-------- Passage provided --------

Lastword

Yemen: Saudi coalition airstrike hits school, kills children

By TeleSur
Scores of casualties were reported from the Yemeni capital on Sunday after the Saudi-led Coalition bombed a fuel station near a children’s school.
The Saudi-led Coalition conducted an airstrike in Yemen’s capital city, Sanaa, hitting a fuel station on Sunday which was near a school. The strike led to the death of many school children.
Local human rights activists reported the Saudi-led Coalition airstrike hit the Saawan neighborhood, which is where Al-Rai School is located.
The Yemeni Health Ministry reported that as many as seven students were killed during the attack and another 34 more were wounded.
Some reports are now claim that 11 civilians have been killed and 39 more wounded, but these numbers have not been confirmed by the Yemeni Health Ministry.
Sanaa has been under the control of the Houthis since 2015 when they expelled the Yemeni president Abd Rubbah Mansour Hadi and his loyalists from the city.
Saudi Arabia, together with the U.S. and the United Kingdom, among other countries, launched a military campaign on March 2015 in support of Yemen’s government. The U.S. backed coalition is aimed to assist Yemen’s armed forces in fighting the Houthi rebels.
In 2016, the controversial U.S. involvement in the Yemen war forced them to renege on certain plans to support the coalition.
Since the beginning of the war in 2015 in Yemen, more than 19,000 raids have been carried out and about 60,000 people have died.
An investigation conducted by Al Jazeera and released on March 30 proves the presence of child soldiers in recruitment camps of the Saudi-UAE-led coalition.
According to data collected by the Yemen Data Project, nearly two-thirds of the Saudi Emirati coalition’s air raids have struck non-military and unknown targets.

-------- Excerpted records --------

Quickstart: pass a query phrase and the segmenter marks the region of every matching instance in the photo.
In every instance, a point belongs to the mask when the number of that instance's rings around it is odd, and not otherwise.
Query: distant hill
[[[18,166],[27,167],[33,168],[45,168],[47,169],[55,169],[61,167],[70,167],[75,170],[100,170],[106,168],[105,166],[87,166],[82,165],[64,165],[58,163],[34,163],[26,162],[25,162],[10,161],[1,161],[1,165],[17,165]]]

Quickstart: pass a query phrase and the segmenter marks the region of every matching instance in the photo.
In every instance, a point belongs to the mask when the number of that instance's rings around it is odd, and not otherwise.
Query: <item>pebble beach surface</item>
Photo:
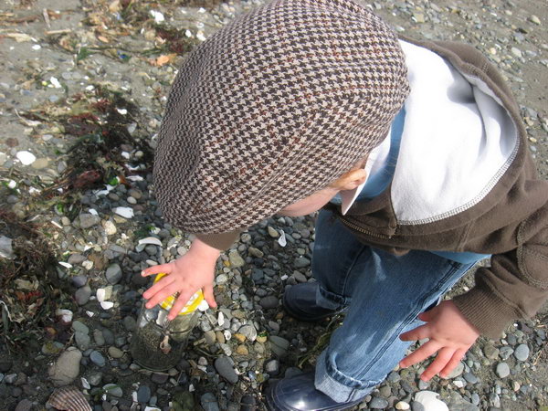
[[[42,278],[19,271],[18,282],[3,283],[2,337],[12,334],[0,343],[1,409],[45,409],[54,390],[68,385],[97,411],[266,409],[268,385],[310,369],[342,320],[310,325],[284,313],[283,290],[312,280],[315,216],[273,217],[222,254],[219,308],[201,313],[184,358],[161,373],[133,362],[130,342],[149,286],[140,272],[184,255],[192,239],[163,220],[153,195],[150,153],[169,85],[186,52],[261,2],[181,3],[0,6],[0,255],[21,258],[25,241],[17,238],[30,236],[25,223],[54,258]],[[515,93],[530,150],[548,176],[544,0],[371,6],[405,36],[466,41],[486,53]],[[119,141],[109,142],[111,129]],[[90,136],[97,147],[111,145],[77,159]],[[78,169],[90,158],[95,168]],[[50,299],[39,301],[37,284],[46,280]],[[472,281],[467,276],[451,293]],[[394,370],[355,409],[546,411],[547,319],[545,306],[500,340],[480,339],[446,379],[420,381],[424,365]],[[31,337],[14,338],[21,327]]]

--------

Problem set:
A) In the article on the Sanaa airstrike, rewrite the part that opens with the words containing "The Yemeni Health Ministry reported" and closes with "from the city.", changing "Houthis" to "Houthi movement".
B) Write the next few sentences of the article on the Sanaa school airstrike, picking up after its final sentence.
You will not need the entries to complete this work.

Results:
A)
The Yemeni Health Ministry reported that as many as seven students were killed during the attack and another 34 more were wounded.
Some reports are now claim that 11 civilians have been killed and 39 more wounded, but these numbers have not been confirmed by the Yemeni Health Ministry.
Sanaa has been under the control of the Houthi movement since 2015 when they expelled the Yemeni president Abd Rubbah Mansour Hadi and his loyalists from the city.

B)
The United Nations released a report in June 2018 which shows that a total of 1,316 children were killed in Yemen since the beginning of the war, the report says that 370 children out of a total of 552 were killed in 2017 by air attacks carried out by the coalition. The coalition is also blamed for 300 child injuries.
The UN warned on several occasions that every ten minutes a child dies in the impoverished and now war-torn country from malnutrition, diarrhea or respiratory infections. About two million children don’t have access to regular education.
Up to 20 million Yemenis, roughly two-thirds of the country’s population, are food insecure.
More recently, the assassination of the Saudi journalist Jamal Khashoggi in Istanbul by the security services of Saudi Arabia’s Crown Prince Mohammed Bin Salman pushed Western countries to denounce Yemen’s situation.
In Feb. 2019, Amnesty International accused the United Arab Emirates of diverting arms supplied by Western and other states to “unaccountable militias accused of war crimes” in Yemen.
According to a CNN television survey released in 2019, the Saudi-UAE-led coalition has reportedly transferred weapons manufactured in the U.S. to radical Salafist militias and Al Qaeda fighters.
The Republican-led U.S. Senate on March 2019 approved a resolution seeking to end U.S. support for the Saudi Arabia-led coalition in the war in Yemen, in a rebuke of President Donald Trump’s policy toward the kingdom.